*Work order 1*:
Copy the passage of the post on iPhone location data word for word, beginning at the words "Despite this stumble, I" and ending after the words "just one element.".
*Work order 2*:
Answer these questions from the post on iPhone location data:
(a) For how many days does the writer say the iPhone needs to store location data?
(b) What happens to the cache of location data when an iPhone user turns off Location Services?
(c) According to Apple's answer, what was the iPhone the first to ask users to do?
*Work order 3*:
Summarize the post on iPhone location data in two sentences.

*Extracted text*:
────────────────
It all sounds pretty reasonable, doesn't it? More importantly, I very much liked the recognition that the iPhone doesn't need to store location data beyond seven days, and that Apple is planning on releasing a software update to reduce the size of the crowd-sourced WiFi hotspot and cell tower database cached on the iPhone and cease backing up this cache. Even better yet, this cache of location data will be erased entirely when Location Services is turned off by an iPhone user.
This is pretty freaking awesome.One of the reasons why I was so upset last week is that I expected far better from Apple. I don't buy the excuse that this file and tracking mechanism is just a "bug," partially because Apple employs some very smart people. Oh, and it turns out that this sort of location history was actually in a patent application filed by Apple.
I do, however, buy that Apple does care about privacy, because the company has often irritated many other players in the tech industry by refusing to give up customer data, time and time again, if not dictating how companies that play in Apple's ecosystem alert customers to what their apps do. From the explanation, Apple published this last question and answer:
Does Apple believe that personal information security and privacy are important?
Yes, we strongly do. For example, iPhone was the first to ask users to give their permission for each and every app that wanted to use location. Apple will continue to be one of the leaders in strengthening personal information security and privacy.
Despite this stumble, I still believe in Apple. I do, however, still lament the ways in which technology is changing and encroaching on the mysteries of human behavior and freedom of thought.
And this last bit brings up a cultural issue that's tough to articulate, but I'll give it a shot: As the movement, freedom and privacy of a populace becomes increasingly tracked and recorded, I think the very nature of the country's environment dampens imagination, creativity and joy. This is an incremental thing that builds and adds up, and the erosion of privacy and mystery surrounding cellphone usage is just one element.
────────────────
*Provided data*:
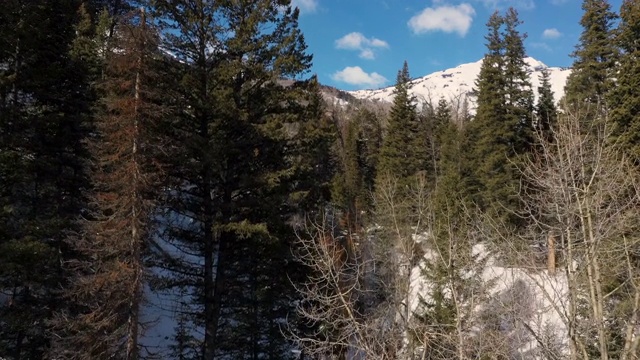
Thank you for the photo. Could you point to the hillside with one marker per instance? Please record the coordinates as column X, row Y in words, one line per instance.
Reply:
column 452, row 84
────────────────
*Expected answer 1*:
Despite this stumble, I still believe in Apple. I do, however, still lament the ways in which technology is changing and encroaching on the mysteries of human behavior and freedom of thought.
And this last bit brings up a cultural issue that's tough to articulate, but I'll give it a shot: As the movement, freedom and privacy of a populace becomes increasingly tracked and recorded, I think the very nature of the country's environment dampens imagination, creativity and joy. This is an incremental thing that builds and adds up, and the erosion of privacy and mystery surrounding cellphone usage is just one element.

*Expected answer 2*:
(a) Seven days.
(b) It will be erased entirely.
(c) To give their permission for each and every app that wanted to use location.

*Expected answer 3*:
The writer welcomes Apple's plans to limit the location data kept on the iPhone, to stop backing up the cache, and to erase it when Location Services is turned off. The writer still believes in Apple and thinks the company cares about privacy, but laments that growing tracking of people's movement and privacy dampens imagination, creativity and joy.